Photo-based referring expression data:

Start of Block

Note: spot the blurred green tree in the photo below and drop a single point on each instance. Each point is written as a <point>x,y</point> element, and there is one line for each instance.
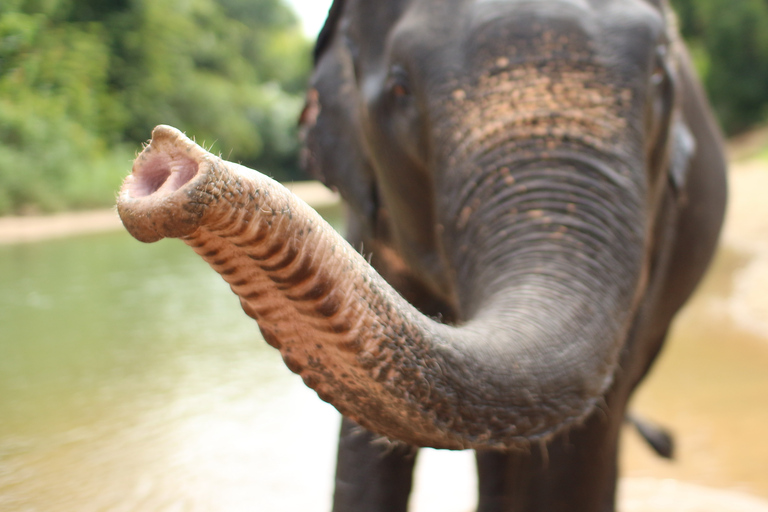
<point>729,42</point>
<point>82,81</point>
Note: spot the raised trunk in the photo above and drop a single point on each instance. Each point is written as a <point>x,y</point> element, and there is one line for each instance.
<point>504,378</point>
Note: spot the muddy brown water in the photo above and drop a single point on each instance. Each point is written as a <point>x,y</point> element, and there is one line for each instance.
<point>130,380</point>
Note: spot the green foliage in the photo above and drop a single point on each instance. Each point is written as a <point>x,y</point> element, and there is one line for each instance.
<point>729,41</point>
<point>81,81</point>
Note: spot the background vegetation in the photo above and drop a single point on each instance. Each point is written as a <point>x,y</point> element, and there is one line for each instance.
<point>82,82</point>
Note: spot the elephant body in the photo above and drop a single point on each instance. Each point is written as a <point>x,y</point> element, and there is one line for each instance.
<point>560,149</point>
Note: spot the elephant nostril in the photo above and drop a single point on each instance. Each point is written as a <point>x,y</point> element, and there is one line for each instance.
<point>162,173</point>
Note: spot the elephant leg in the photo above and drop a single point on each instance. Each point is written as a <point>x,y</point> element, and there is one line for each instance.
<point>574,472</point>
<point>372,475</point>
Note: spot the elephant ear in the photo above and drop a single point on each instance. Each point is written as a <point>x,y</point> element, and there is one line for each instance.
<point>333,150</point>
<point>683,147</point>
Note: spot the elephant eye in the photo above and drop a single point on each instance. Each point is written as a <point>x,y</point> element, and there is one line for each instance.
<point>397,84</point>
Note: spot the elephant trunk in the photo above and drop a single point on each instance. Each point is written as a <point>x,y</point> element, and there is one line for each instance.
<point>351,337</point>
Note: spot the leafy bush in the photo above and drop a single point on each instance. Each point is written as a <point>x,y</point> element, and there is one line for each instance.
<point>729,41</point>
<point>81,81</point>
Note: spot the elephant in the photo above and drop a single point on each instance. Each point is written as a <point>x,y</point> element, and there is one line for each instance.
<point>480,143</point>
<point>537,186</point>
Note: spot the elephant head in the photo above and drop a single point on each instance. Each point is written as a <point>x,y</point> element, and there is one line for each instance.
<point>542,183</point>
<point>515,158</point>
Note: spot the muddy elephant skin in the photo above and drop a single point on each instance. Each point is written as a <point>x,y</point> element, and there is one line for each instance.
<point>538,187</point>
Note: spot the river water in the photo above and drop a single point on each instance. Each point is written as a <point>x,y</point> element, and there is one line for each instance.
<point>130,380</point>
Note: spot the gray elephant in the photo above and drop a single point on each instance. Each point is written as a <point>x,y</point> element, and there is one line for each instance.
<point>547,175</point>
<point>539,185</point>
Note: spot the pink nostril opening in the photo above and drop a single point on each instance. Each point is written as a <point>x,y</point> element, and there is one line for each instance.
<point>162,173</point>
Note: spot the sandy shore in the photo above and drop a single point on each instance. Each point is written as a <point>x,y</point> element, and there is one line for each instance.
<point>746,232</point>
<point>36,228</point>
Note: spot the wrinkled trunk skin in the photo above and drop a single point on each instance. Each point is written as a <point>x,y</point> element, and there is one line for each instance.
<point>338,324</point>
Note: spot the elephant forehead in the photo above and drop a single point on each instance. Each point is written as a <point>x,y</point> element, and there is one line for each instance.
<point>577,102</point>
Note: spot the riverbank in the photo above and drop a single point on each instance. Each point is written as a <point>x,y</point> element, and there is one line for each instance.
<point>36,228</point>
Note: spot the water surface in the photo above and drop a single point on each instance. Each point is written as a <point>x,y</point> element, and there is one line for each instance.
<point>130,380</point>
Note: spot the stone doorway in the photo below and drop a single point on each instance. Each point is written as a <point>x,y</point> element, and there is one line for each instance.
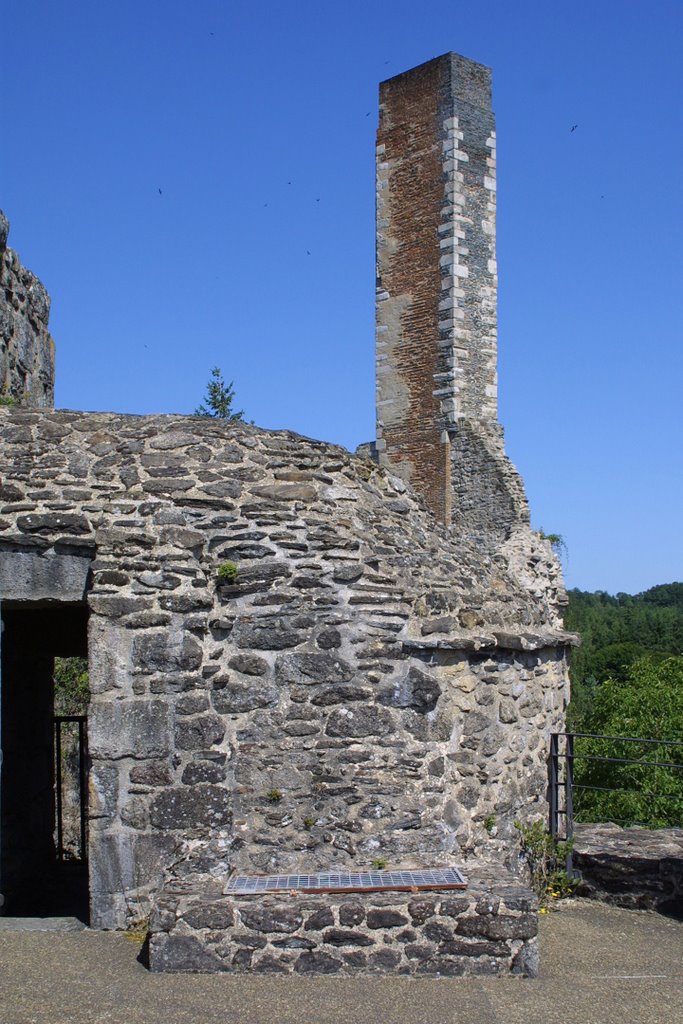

End of Block

REQUIREMENT:
What is needed is an exact copy of the lines from the line with "Note: spot the gray" to the end of the data above, both included, without any pictures.

RESPONSE BELOW:
Note: spot the gray elephant in the photo above and drop a single point on each instance. Each point is written as a <point>x,y</point> element, and there is one line for each instance.
<point>547,175</point>
<point>539,185</point>
Note: spot the pink nostril opening in the photo above and drop a single point on each instance. Each point is written as a <point>x,y</point> element, and there is one line for each instance.
<point>162,173</point>
Note: spot the sandy shore in the photo above and drop a single point on each instance. Each point is written as a <point>x,y</point> element, and there is one line for each instance.
<point>746,232</point>
<point>36,228</point>
Note: spot the wrinkled trunk skin in the photo above and drop a single point on each instance. Each point is written as a <point>x,y</point> element, and there is one line for each instance.
<point>338,324</point>
Note: spot the elephant forehead in the photo above and drop a single point on each instance. Each point is written as a <point>x,y</point> element, and there is one line for each instance.
<point>577,102</point>
Note: spot the riverbank in the photo above and drop a single point on each instance. Each point is written as a <point>x,y</point> element, and there is one line for each instance.
<point>36,228</point>
Note: spot the water surface in the photo above and drop a single point on each instance. Each point is written as a <point>x,y</point> element, and there is one line for each instance.
<point>130,380</point>
Note: spot the stone doorway in the photo below and drop a single point on each instance. Each point is written as a <point>x,y</point> element, and there is one line for each instance.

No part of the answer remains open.